TASK LIST:
(A) In the Lake Charles dinner thread, at what time does Dennis say he arrives in Baton Rouge?
(B) Reproduce the Lake Charles dinner thread between "This places looks" and "Fresh, I'm sure...", inclusive.
(C) Resume the Lake Charles dinner thread after its last post.

EXTRACT TO READ:
+-------+
# The SBHonline Community Daily > Restaurants Wine & Food Off The Island >  >   I'll be resting my head in a Louisiana bed tomorrow night. 
 > 
 > Looking for a dinner rec. in Lake Charles area???

## Dennis

I'll be resting my head in a Louisiana bed tomorrow night. 

Looking for a dinner rec. in Lake Charles area???

----------


## GramChop

my advice is to drive to new orleans and have a nice dinner with a forum member.....i'm just sayin'!

----------


## Dennis

LOL...That's be awesome except I have to be at the Citgo plant in Sulpher bright and early Wednesday.

Arriving in Baton Rouge at 4:30 and driving to Lake Charles.

Maybe stop in Beaux Bridge???

Are the 'tails in season???

----------


## GramChop

yes....mudbugs are pretty good right now!!!

i honestly don't know any restaurants in lake charles....sorry!

----------


## JEK

Den, try *The Google*.

----------


## JEK

This places looks right nice: http://www.thewildtruffle.com/wiki/Main/DinnerMenu

----------


## Dennis

Pan Roasted Dover Sole Almondine 36. 


Fresh, I'm sure...

----------


## JEK

Capt. Mike must be off the ship today as this chum wouldn't have lasted a minute.

----------


## Dennis

Bigger hills to climb.

----------


## MIke R

getting my new macbook today which took all freakin day....hence the delay

and I swear to God if you go to Louisiana and pass up all that great fresh local shrimp, crabs, mudbugs, redfish,catfish, snapper, Gator tails etc...for freakin Dover Sole...I swear I am going to get on a plane to Chicago, hunt you down, and personally kick your ass from one end of Chicago to the other....
+-------+
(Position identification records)
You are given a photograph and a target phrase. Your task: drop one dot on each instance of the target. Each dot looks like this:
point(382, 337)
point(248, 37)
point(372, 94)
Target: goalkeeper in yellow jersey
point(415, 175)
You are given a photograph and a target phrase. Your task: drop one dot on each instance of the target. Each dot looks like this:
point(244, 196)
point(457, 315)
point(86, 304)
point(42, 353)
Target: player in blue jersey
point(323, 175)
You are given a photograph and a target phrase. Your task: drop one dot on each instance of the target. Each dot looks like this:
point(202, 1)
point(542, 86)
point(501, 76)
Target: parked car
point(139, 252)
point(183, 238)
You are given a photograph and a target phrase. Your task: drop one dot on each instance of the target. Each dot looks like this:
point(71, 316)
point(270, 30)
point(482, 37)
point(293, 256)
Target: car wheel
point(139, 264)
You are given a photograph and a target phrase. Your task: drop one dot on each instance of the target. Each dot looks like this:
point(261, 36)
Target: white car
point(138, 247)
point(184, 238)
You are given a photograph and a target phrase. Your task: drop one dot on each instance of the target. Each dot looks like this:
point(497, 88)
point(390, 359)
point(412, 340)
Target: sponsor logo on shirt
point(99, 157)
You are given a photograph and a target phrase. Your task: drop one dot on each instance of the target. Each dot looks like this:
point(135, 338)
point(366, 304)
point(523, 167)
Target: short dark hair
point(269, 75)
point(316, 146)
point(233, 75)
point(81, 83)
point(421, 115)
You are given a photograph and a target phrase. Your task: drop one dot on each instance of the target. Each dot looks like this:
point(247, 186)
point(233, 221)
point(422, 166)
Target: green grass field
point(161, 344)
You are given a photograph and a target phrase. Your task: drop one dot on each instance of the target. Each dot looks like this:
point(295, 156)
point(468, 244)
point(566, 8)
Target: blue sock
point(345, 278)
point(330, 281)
+-------+
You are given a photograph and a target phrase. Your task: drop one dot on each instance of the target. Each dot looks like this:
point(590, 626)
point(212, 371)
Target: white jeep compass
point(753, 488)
+-------+
ANSWERS BY TASK:
(A) 4:30

(B)
This places looks right nice: http://www.thewildtruffle.com/wiki/Main/DinnerMenu

----------


## Dennis

Pan Roasted Dover Sole Almondine 36. 


Fresh, I'm sure...

(C)
ball is... :p   :Big Grin:  .... in your court.....

----------


## JEK

Den,
I the Sole is on me. I'll even pick up Messy's meal too.

----------


## Dennis

How 'bout Dover Sole with crawfish ettoffee topping???

----------


## MIke R

NO!!!!!!!!!!!

but do get the etouffe.....when I was working  down there I blew up from 190 lbs to 225 and it was due to all that freakin etouffe I was addicted to

----------


## Dennis

> This places looks right nice: http://www.thewildtruffle.com/wiki/Main/DinnerMenu




My co-worker and traveling companion looked at this and decided we will not be properly clothed for this august establishment.

----------


## MIke R

too bad you can't over to Avery Island and eat at the Tabasco place there...great food...

----------


## MIke R

back in the day there weren't many good choices in Lake Charles..we would keep going a little further to Lafayette where the choices were much better

----------


## Dennis

And the winner was...

Pat's of Henderson
The street name won me over... 
1500 Siebarth Drive
Lake Charles, LA 70615-6886
(337) 439-6618

----------


## amyb

Dennis, that should work. (Like me picking the Derby Winner-I go by name only).

----------


## Dennis

Excellent Chicken & Sausage Gumbo:

 

Fantastic Broiled Snapper with Crawfish etouffee:

----------


## MIke R

you're killing me...

no file gumbo???

----------


## Dennis

They had a Special Platter" that included file gumbo, crayfish pie and a bunch of other stuff but it was way too much food.

My meal came with two sides and a salad. I had a half dozen oysters before dinner at the bar and a few Abita Amber's so I was about to burst and had to turn down the pecan pie...urp!

Stayed at the L'Auberge du Lac Casino Resort? and managed to grab $75.00 from the BJ tables (cue the jokes). Beautiful place.

Then spent Wednesday morning at the Citgo refinery. Lovely!

----------


## JEK

Did you get an iPad?

----------


## Dennis

I'm not sure that part of the world knows what an iPad is yet.

----------


## JEK

Fine lookin' brown.

----------


## Dennis

My co-worker wrangled a Mustang convertable from Hertz for no upcharge. It was great as we had to drive from Baton Rouge to Lake Charles on Tuesday afternoon then back Wednesday afternoon.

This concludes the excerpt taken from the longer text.